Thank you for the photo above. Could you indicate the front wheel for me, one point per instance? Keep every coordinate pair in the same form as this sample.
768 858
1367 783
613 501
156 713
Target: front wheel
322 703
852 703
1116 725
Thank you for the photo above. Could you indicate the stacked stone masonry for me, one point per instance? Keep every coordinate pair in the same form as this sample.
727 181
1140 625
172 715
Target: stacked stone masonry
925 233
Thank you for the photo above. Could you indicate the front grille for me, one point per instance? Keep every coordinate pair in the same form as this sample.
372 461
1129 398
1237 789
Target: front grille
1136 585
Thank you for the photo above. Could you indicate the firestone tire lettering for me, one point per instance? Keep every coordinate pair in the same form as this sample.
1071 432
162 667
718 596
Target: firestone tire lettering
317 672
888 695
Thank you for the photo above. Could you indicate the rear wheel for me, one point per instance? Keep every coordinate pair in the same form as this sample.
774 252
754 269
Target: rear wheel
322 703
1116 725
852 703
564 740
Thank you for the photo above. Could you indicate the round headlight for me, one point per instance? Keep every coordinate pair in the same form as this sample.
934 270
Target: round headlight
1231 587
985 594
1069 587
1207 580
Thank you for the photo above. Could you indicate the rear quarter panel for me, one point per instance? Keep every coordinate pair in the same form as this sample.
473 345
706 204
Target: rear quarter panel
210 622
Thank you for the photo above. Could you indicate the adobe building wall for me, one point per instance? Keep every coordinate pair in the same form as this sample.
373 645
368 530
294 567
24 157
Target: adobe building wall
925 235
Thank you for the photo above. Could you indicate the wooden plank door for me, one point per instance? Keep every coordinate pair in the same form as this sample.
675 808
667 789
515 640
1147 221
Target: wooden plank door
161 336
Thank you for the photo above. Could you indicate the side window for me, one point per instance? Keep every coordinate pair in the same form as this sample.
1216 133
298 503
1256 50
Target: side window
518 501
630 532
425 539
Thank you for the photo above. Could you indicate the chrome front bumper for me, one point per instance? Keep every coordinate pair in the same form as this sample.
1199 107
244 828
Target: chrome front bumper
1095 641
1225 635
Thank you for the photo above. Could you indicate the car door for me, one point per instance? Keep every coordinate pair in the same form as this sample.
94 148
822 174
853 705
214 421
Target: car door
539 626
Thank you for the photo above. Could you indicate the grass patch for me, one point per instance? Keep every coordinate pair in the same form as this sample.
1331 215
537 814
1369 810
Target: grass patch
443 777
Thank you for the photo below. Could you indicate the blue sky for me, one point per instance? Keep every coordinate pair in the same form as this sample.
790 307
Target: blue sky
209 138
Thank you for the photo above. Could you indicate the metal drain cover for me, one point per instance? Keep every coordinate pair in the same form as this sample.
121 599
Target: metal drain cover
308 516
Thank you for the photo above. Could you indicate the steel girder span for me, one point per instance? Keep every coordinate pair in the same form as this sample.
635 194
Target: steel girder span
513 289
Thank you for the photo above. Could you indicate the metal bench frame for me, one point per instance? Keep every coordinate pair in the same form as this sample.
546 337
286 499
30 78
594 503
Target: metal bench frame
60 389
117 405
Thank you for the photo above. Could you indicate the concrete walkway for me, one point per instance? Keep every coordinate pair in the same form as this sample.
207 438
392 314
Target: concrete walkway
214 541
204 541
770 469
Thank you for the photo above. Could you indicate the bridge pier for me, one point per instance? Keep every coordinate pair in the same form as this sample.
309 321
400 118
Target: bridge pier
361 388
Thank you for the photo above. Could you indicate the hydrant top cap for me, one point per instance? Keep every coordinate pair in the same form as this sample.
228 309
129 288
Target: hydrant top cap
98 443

:: Written exercise ::
Arrange all the lines of the records above into a numbered list, leaving out any blank lines.

:: Task output ::
1. Thank you for the photo above. Could you indicate the front wheel for me, one point per instance? Keep every coordinate pair in the same form as this sample.
2. 768 858
3. 1367 783
4. 613 501
5. 156 713
6. Target: front wheel
7. 322 703
8. 852 703
9. 1116 725
10. Thank you for the photo above. Could you indicate the stacked stone masonry for me, one point per instance? Keep every coordinate pair in the same form as this sample.
11. 727 181
12. 1140 625
13. 172 715
14. Target: stacked stone masonry
15. 925 233
16. Thank you for the photo above. Could you indicate the front grille for me, one point per instance? Keep every coordinate pair in the same form as this sample.
17. 372 461
18. 1129 398
19. 1237 789
20. Target: front grille
21. 1136 585
22. Thank you for the photo above. Could you indicate the firestone tire lettering for me, one point per instance? Keep every coordinate pair in the same form as this sample.
23. 1071 432
24. 162 667
25. 718 596
26. Target: firestone tire lettering
27. 317 672
28. 888 695
29. Thank you for the photo above. Could you indicate the rear wheel for me, one point per instance? Keep every coordinate pair in the same form as this sample.
30. 774 252
31. 754 269
32. Target: rear wheel
33. 322 703
34. 1116 725
35. 852 703
36. 564 740
37. Thank you for the photo above. Could you indicate the round headlight for me, one point per instance? Keep every coordinate pair in the same form as this sample.
38. 934 270
39. Target: round headlight
40. 1231 587
41. 985 594
42. 1069 587
43. 1207 580
44. Thank you for the photo above. Could you indicate the rear quarter panel for me, one point per instance? Keep every coordinate pair in the same form as this sample.
45. 473 345
46. 706 204
47. Target: rear quarter panel
48. 210 622
49. Thank you for the photo above. Could you indicate the adobe building wall for me, one point per instance? Keep every coordinate pair in the same form as this sample.
50. 373 645
51. 368 530
52. 294 567
53. 24 157
54. Target: adobe building wall
55. 925 235
56. Thank you for the photo above. Could you indicate the wooden plank door for me, one point per instance? Keep every coordinate pair in the same form as this sample.
57. 675 808
58. 667 789
59. 515 640
60. 1147 221
61. Target: wooden plank door
62. 161 336
63. Thank you for the photo above. Could you indicate the side window for me, one point per instance? Keep every coordinate pair in the same form as this sample.
64. 1216 133
65. 298 503
66. 1256 50
67. Target: side window
68. 518 501
69. 630 532
70. 425 539
71. Thank you for the photo above. Could you indicate the chrome front bumper for me, one point per instance? Keep every coordinate pair in the same form as this sample.
72. 1199 107
73. 244 828
74. Target: chrome front bumper
75. 1095 641
76. 1225 635
77. Thank you for the photo above. Could you indicate the car door for me, one point per instance? Keep every coordinate pair in the same form as this sample.
78. 94 148
79. 822 174
80. 853 705
81. 214 421
82. Target: car door
83. 539 626
84. Thank you for the photo above. Could you indicate the grass patch for me, one point per instance? Keep every coordinate pair in the same form as this sample.
85. 1331 215
86. 537 814
87. 1369 810
88. Target: grass patch
89. 443 777
90. Thank you for the photo below. Could you indicate the blue sky for me, one point per instance? Keep every coordinate pair in the same form as this sample.
91. 790 307
92. Target: blue sky
93. 209 138
94. Thank you for the photo above. Could you indicate the metal drain cover for me, one point per instance? Keep every coordinate pair in the same form as this sample.
95. 121 599
96. Target: metal drain cover
97. 308 516
98. Thank you for the photo above. Could you indicate the steel girder span for me, one point per instance? Keep every coordinate pair in the same form as this sample.
99. 635 194
100. Target: steel girder span
101. 513 289
102. Thank you for the photo above. Could you indicate the metal bench frame for me, one point per instance? Keep every coordinate pair in the same form as this sample.
103. 546 337
104. 286 499
105. 30 78
106. 594 503
107. Target: metal bench frame
108. 60 389
109. 117 405
110. Thank you for the photo above. Could you indicate the concrete walkway for me, one point per instance? Keep every coordinate pair in the same form as this sample.
111. 207 438
112. 392 314
113. Target: concrete walkway
114. 214 541
115. 204 541
116. 770 469
117. Thank you for the photo above. Could you indicate the bridge pier for me, one point per instance? Keep every coordinate pair in the same form as this sample.
118. 309 321
119. 400 118
120. Target: bridge pier
121. 361 388
122. Thank you for the photo above. Could you indicate the hydrant top cap for me, one point per instance? Keep every coordinate pair in the same form as this sample.
123. 228 309
124. 129 288
125. Target: hydrant top cap
126. 98 443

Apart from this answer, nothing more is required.